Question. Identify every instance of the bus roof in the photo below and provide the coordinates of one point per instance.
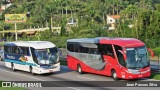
(34, 44)
(124, 42)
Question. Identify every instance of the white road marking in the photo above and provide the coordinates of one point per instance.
(86, 78)
(39, 79)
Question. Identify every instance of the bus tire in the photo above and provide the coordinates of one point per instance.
(79, 69)
(114, 75)
(31, 70)
(13, 67)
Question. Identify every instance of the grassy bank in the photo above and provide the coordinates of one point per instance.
(155, 75)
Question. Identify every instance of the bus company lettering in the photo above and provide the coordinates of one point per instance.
(10, 57)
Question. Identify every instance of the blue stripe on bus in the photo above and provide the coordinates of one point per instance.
(20, 62)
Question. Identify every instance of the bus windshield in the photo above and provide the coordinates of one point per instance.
(47, 56)
(137, 58)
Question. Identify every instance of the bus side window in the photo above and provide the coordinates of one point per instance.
(25, 51)
(106, 49)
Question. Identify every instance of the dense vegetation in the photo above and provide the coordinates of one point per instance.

### WRITTEN EXERCISE
Return exactly the lines from the one containing "Question. Identify every instance of the bus company" through the last line of the records above, both included, and nothing else.

### TASK OUTPUT
Question. Identify every instance of the bus company lettering in the photo above and provide the coordinates of one point per instance.
(10, 57)
Question. Identify every instance of the blue stripe on bus in the photo above and provide the coordinates of one point per instance.
(20, 62)
Question. Identify every instance of the bus windshield in the photo above and provide the coordinates of one point per instance.
(47, 56)
(137, 58)
Question. Identify every instance of the bus side window in the photo above and provide the coordinates of one point per instance.
(25, 51)
(106, 49)
Question. Identify every instance of the dense vegetation in the photo above and provide the coordinates of one point per instance.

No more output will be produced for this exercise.